# PROMPT:
Please rewrite every item below with "instance" swapped for "occurrence", keeping everything else the same.

---*---

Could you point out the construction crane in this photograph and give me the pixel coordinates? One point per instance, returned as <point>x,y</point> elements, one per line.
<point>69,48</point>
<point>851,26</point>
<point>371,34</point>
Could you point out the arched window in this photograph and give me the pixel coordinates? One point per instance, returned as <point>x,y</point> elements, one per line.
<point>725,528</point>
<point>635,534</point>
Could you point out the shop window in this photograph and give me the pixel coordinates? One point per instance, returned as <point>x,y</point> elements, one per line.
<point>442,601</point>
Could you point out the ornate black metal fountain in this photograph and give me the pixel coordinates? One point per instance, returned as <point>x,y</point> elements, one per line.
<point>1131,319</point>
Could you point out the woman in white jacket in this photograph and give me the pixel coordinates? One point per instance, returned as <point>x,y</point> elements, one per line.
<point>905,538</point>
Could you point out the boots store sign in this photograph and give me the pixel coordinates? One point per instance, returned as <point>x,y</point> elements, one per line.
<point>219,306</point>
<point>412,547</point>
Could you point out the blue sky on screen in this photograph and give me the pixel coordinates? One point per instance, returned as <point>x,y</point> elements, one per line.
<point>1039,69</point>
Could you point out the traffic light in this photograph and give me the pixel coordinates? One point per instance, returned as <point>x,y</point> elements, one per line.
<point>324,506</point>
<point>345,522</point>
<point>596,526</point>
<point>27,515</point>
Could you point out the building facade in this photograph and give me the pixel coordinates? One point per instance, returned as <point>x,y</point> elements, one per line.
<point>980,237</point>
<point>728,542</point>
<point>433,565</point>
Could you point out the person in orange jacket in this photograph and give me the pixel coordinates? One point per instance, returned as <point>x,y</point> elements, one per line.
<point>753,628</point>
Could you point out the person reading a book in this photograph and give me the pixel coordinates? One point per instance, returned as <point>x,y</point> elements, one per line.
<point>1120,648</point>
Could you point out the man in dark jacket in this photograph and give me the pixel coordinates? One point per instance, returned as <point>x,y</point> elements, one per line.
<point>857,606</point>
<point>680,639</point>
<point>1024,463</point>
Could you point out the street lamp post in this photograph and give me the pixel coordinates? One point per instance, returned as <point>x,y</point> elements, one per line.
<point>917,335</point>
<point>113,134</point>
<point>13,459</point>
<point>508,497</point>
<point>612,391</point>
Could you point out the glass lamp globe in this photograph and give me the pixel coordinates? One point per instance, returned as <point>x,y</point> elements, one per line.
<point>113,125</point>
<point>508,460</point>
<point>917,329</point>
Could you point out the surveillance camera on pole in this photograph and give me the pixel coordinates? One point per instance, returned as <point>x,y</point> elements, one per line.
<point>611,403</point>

---*---

# ANSWER:
Could you point out the construction crane in this photograph and give me the pixel coordinates? One point per occurrence, returned as <point>x,y</point> elements, one per line.
<point>69,48</point>
<point>851,26</point>
<point>371,34</point>
Could you point out the arched window in this photograph and give me the pixel coordinates? One point per occurrence, returned as <point>x,y</point> elements, one per line.
<point>725,528</point>
<point>635,534</point>
Could you point out the shop window in this photograph and give me the pixel coordinates? One point per occurrence, returned as <point>x,y</point> elements, one per line.
<point>442,601</point>
Could you point out the ornate black metal fountain in this photograph and give me the pixel coordinates? One point per occurrence, returned as <point>x,y</point> elements, one per line.
<point>1131,319</point>
Could you point out the woman in white jacket in this photograph and give me the pixel coordinates? One point per occurrence, returned as <point>x,y</point> elements, one per line.
<point>905,538</point>
Could you point out the boots store sign in this photograph and give me the pixel coordinates? One point per occurrence, returned as <point>x,y</point> elements, one per line.
<point>219,306</point>
<point>412,547</point>
Could you point out the blue sky on screen in this photograph and give me the pixel coordinates? One point per occurrence, returned as <point>x,y</point> elements, one per line.
<point>1039,69</point>
Could you point out the traffic light in this photograph and give me the pixel coordinates? One point per occurrence, returned as <point>x,y</point> elements, one per line.
<point>324,506</point>
<point>345,522</point>
<point>596,526</point>
<point>27,515</point>
Could you point out the building facade in this photograph and give me the pixel coordinates? One point per occurrence, returned as <point>x,y</point> elements, one per line.
<point>980,237</point>
<point>728,542</point>
<point>433,565</point>
Could you point out the person in orange jacket in this photograph and give me the pixel coordinates? One point per occurrence, returned as <point>x,y</point> elements, one per line.
<point>753,628</point>
Could you point out the person reading a book in this photograph and give me the pixel coordinates? One point per occurrence, returned as <point>x,y</point> elements, one per line.
<point>1120,648</point>
Could you point out the man in dark jacket in this photograph and give me the pixel coordinates? One point per occurrence, returned as <point>x,y</point> elements, one per line.
<point>857,606</point>
<point>680,639</point>
<point>1024,463</point>
Could you point out the street lamp post in this photograph and give me the pixel coordinates? One point per occurrence, returned as <point>x,y</point> elements, one per line.
<point>917,335</point>
<point>113,134</point>
<point>13,459</point>
<point>508,497</point>
<point>612,391</point>
Could you point out the glass lamp globe in this photograph and give me the pixel coordinates? One point per occurrence, returned as <point>x,y</point> elements, one per line.
<point>113,125</point>
<point>508,460</point>
<point>917,329</point>
Could you point out the surveillance camera on pole in this photograph and give me the pixel coordinates? One point per occurrence, returned as <point>x,y</point> elements, one per line.
<point>611,403</point>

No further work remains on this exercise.